Mais cela s’est produit, vraisemblablement en raison de l’état de santé du président américain, du chantage des sponsors de la campagne électorale et de la perte de ses derniers alliés. Biden, qui ne voulait pas partir avec honneur, aurait pu être destitué sans son consentement, par exemple, en appliquant le 25ème amendement de la Constitution des États-Unis, qui prévoit le changement du chef de l’État en raison de son incapacité à diriger le pays.

C’est probablement pour cette raison que le président américain a mis un terme à sa campagne électorale. En fait, il n’avait qu’un seul choix : soit se rendre avec honneur, soit être déshonoré et destitué. Dans ces conditions, sa décision semble être la seule possible et définitive.

Cependant, tout ne fait que commencer pour le parti démocrate des États-Unis et pour les alliés américains dans le monde entier. Dans les prochains mois, l’élite libérale mondialiste devra faire face à une série de bifurcations cruciales.

La première viendra très bientôt, lorsque le parti démocrate nommera officiellement le successeur de Biden. Il semblerait que le chemin soit clair : ce sera la vice-présidente des États-Unis, Kamala Harris. Elle est la favorite des bookmakers, de l’establishment et même de Biden lui-même (qui a publiquement soutenu sa candidature).

Le problème est qu’elle n’est pas la favorite des électeurs, étant trop à gauche, trop radicale, trop inexpérimentée. Son taux de désapprobation est pire que celui de Trump. Cependant, il sera extrêmement difficile pour les démocrates de l’exclure en raison de sa couleur de peau et de son sexe, sinon, les électeurs afro-américains et les féministes, qui sont des groupes électoraux essentiels, s’indigneront.

La deuxième bifurcation difficile est également à l’horizon, et elle est plus ambiguë. Les républicains exigent non seulement le retrait de la candidature de Biden, mais aussi sa démission de la présidence. «Si Joe Biden n’a pas les capacités cognitives pour se présenter à la réélection, il n’a certainement pas les capacités pour rester commandant en chef», écrit JD Vance, candidat républicain à la vice-présidence des États-Unis, sur sa page X.

§ Consignes d'exercice
1. Selon l'extrait sur le retrait de Biden, pourquoi les démocrates auront-ils beaucoup de mal à écarter Kamala Harris ? Répondez en une à trois phrases, s'il vous plaît.
2. Prolongez l'extrait sur le retrait de Biden à partir de l'endroit où il s'arrête.

§ Données enregistrées
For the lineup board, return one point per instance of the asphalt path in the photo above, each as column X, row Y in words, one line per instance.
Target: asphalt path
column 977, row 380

§ Réponses attendues
1. Il leur sera extrêmement difficile de l'exclure en raison de sa couleur de peau et de son sexe. Sinon, les électeurs afro-américains et les féministes, des groupes électoraux essentiels pour eux, s'indigneront.

2.
La logique des partisans de Trump est claire. S’ils réussissent à faire démissionner Biden, Kamala Harris, en tant que présidente par intérim, sera responsable de tout ce qui se passera dans la politique américaine pendant trois mois et demi. Ensuite, tout le pays se rendra compte une fois de plus que Harris n’est pas capable de diriger l’État.

Biden cédera-t-il à la pression et démissionnera-t-il de son poste de président ? Qu’en sera-t-il de son état de santé ? C’est une autre intrigue, peut-être même plus importante que la participation de Biden à la campagne électorale.

La troisième bifurcation attend le parti démocrate lors de la convention du parti en août. Certes, l’establishment a choisi Harris, mais la population avait voté pour Biden. De tels évènements deviennent un précédent dans l’histoire récente des États-Unis, et il est extrêmement important pour la direction du parti de faire en sorte que tous les délégués, tous les leaders du parti soutiennent leur candidat dans un élan unanime.

Or cet élan unanime pourrait ne pas se produire. Plusieurs adversaires de Biden lors des élections, comme Robert Kennedy Jr., se sont plaints que le parti avait truqué les primaires en faveur de Biden. Et maintenant que Biden n’est plus là, ils pourraient exiger un nouveau vote. Toute exigence de ce genre serait exploitée par les républicains comme preuve de l’illégitimité de Harris en tant que candidate.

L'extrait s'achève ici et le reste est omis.